• _Exercise passage_:
-- Opening Marker --

- Supreme Court of the United States

Argued December 5, 1933 Decided January 8, 1934
- Full case name: Burroughs and Cannon v. United States
- Citations: 290 U.S. 534 (more) 54 S. Ct. 287; 78 L. Ed. 484; 1934 U.S. LEXIS 454

Case history
- Prior: On appeal from the U.S. Court of Appeals for the District of Columbia

Holding
- Incorporation by description may be considered in determining the adequacy of conspiracy and substantive counts; Federal Corrupt Practices Act of 1925 is not in violation of the Federal Constitution, Art. II. 1

Court membership
- Chief Justice Charles E. Hughes Associate Justices Willis Van Devanter · James C. McReynolds Louis Brandeis · George Sutherland Pierce Butler · Harlan F. Stone Owen Roberts · Benjamin N. Cardozo

Case opinions
- Majority: Sutherland, joined by Hughes, Van Devanter, Brandeis, Butler, Stone, Roberts, Cardozo
- Dissent: McReynolds

Laws applied
- Federal Corrupt Practices Act, 2 U.S.C. § 241; U.S. Const. art. II, § 1, cl. 2

= Burroughs v. United States =

Burroughs v. United States, 290 U.S. 534 (1934), was a United States Supreme Court case in which the Court upheld as constitutional the financial disclosure and reporting requirements of the Federal Corrupt Practices Act. The court also held that certain counts incorporated by description in other counts of an indictment may be considered in determining the adequacy of the original certain counts.

== Background ==
The Federal Corrupt Practices Act (FCPA) as amended in 1925 required political election committees to keep a detailed account of all contributions made to or by the committee. The treasurer of the committee must then file the accounts with the clerk of the United States House of Representatives.

James Cannon Jr. was the chairman, and Ada L. Burroughs the treasurer, of a political election committee from July 22, 1928, to March 16, 1929. During that time, the committee accepted contributions and made expenditures to influence the election of presidential and vice presidential electors in two states. They agreed that they would not file the requisite reports. Cannon, a powerful lobbyist, was investigated by Congress, and found in violation of the FCPA.

A grand jury returned an indictment with 11 counts against Burroughs and Cannon. The first eight counts alleged a substantive violation of the Act, but poorly described the crimes. A ninth count against Burroughs more specifically alleged a violation of the Act. A tenth count made a conspiracy charge against Cannon based on the ninth charge.

-- Closing Marker --

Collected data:
-- Opening Marker --

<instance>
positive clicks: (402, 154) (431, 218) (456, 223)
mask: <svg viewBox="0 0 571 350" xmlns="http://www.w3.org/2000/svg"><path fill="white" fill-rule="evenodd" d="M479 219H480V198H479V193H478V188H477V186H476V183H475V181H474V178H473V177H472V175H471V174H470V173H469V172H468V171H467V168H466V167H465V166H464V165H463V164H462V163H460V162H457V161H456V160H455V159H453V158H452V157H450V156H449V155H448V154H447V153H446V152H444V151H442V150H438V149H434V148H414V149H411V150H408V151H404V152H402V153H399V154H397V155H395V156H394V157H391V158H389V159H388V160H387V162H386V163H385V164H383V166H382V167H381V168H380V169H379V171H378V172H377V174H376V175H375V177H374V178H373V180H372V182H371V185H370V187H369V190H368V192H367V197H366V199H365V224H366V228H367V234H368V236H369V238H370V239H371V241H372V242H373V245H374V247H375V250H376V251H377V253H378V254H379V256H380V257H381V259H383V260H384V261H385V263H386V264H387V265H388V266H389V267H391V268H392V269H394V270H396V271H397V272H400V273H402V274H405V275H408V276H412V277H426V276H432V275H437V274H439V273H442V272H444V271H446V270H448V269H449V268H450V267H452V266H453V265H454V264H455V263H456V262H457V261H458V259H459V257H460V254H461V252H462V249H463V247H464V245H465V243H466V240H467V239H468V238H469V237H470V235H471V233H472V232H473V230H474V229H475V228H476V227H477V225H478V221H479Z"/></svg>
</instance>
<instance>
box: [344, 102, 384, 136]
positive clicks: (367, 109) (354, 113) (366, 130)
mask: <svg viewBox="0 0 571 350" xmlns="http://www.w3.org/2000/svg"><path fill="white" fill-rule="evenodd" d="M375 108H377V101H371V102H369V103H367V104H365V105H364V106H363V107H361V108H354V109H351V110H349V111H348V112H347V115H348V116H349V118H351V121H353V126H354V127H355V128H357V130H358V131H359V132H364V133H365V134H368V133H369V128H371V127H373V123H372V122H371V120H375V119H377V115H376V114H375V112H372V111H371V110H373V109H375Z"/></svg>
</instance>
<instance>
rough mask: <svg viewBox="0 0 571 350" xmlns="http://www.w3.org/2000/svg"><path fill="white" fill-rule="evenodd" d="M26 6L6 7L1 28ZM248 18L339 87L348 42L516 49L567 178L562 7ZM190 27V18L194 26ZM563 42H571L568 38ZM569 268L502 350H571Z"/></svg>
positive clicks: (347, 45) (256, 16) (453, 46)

-- Closing Marker --
-- Opening Marker --

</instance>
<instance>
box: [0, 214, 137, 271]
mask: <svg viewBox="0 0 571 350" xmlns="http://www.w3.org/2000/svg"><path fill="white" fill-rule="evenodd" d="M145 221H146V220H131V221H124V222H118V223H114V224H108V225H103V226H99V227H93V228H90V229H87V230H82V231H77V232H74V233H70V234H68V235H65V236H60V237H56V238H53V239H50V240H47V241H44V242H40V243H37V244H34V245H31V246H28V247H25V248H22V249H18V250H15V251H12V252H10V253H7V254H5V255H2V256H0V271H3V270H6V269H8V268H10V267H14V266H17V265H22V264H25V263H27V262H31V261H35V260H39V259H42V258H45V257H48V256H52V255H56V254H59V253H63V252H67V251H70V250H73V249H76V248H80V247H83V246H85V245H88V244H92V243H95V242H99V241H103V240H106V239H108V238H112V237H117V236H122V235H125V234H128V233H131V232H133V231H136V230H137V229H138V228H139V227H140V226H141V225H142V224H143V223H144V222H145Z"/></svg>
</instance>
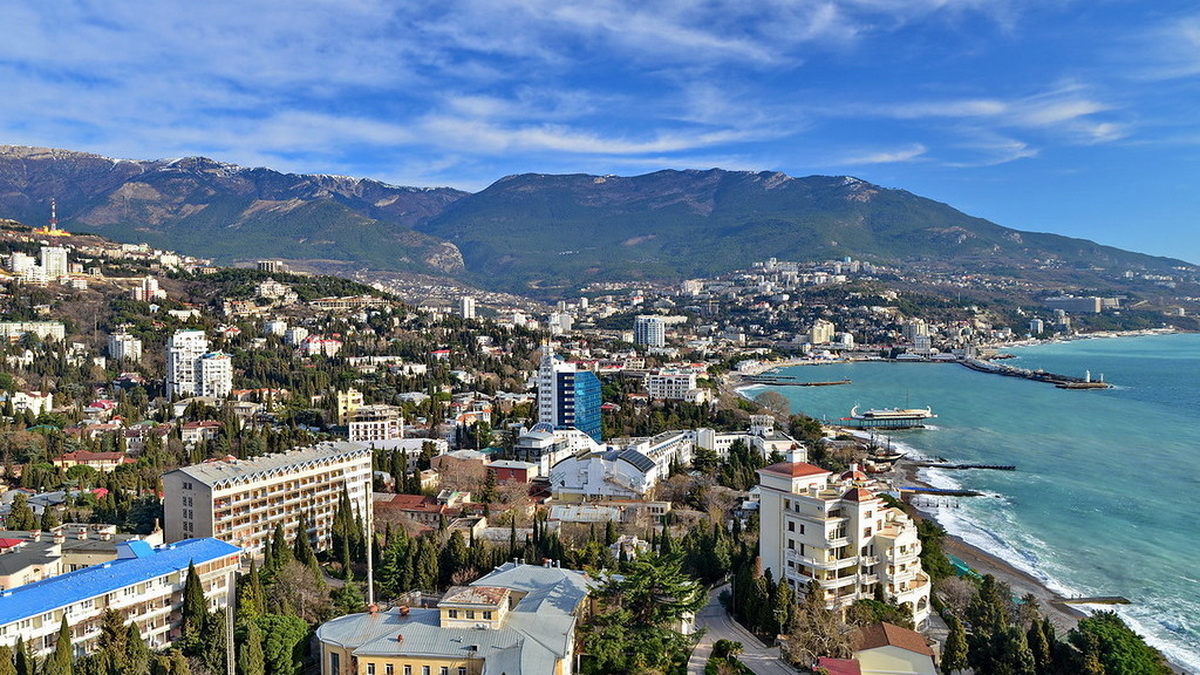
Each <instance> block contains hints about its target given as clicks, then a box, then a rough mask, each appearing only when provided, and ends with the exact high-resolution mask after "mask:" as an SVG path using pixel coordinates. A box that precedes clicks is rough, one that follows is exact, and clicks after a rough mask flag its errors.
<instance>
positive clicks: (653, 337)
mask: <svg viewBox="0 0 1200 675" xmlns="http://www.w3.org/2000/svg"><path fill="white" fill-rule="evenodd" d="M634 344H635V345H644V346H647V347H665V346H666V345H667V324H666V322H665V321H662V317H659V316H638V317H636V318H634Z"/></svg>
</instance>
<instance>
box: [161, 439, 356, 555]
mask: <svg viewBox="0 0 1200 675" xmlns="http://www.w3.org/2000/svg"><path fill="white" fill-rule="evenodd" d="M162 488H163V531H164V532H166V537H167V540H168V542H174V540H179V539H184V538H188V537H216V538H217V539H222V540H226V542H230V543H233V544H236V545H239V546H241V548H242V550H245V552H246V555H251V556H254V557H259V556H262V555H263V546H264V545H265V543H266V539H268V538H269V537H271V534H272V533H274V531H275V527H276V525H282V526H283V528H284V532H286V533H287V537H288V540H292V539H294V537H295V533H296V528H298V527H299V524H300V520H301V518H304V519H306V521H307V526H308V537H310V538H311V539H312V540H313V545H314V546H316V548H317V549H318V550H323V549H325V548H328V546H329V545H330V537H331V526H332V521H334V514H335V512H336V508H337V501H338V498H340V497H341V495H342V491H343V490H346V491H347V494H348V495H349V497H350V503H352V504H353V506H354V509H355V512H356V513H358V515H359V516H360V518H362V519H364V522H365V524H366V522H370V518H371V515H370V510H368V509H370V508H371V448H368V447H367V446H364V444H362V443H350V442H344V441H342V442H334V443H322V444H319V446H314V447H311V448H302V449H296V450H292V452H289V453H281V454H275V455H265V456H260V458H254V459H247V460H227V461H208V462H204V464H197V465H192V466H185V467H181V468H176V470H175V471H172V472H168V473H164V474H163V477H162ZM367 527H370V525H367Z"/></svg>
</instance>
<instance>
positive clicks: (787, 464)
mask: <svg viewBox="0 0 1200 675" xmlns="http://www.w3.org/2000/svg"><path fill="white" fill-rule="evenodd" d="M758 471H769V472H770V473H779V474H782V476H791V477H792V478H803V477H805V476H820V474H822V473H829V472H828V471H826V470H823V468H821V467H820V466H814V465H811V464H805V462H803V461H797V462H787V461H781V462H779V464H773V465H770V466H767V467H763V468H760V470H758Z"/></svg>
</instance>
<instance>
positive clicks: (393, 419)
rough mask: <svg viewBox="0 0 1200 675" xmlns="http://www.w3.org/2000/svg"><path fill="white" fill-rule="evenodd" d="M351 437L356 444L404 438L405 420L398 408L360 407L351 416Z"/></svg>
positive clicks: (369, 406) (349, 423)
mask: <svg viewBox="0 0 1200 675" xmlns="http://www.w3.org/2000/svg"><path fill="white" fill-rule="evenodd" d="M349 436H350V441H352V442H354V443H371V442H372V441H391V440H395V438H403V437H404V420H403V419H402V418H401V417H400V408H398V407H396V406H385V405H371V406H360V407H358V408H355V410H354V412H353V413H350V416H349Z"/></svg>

-- Closing Marker --

• _Problem to solve_:
In the Burroughs v. United States case summary, for what purpose did the committee chaired by Cannon accept contributions and make expenditures? Answer in one to three sentences.

• _Solution for this task_:
The committee accepted contributions and made expenditures to influence the election of presidential and vice presidential electors in two states. It did so from July 22, 1928, to March 16, 1929, with Cannon as chairman and Burroughs as treasurer.